(Dataset records)
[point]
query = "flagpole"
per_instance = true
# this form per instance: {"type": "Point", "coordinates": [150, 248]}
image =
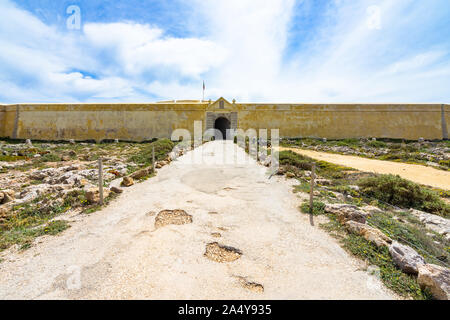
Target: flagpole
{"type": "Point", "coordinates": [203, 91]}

• Problem to work on:
Please print all of the rows above line for line, without changes, and leave the pictures out of your answer.

• Reply:
[point]
query = "flagpole"
per_instance = true
# this form per instance: {"type": "Point", "coordinates": [150, 248]}
image =
Target: flagpole
{"type": "Point", "coordinates": [203, 91]}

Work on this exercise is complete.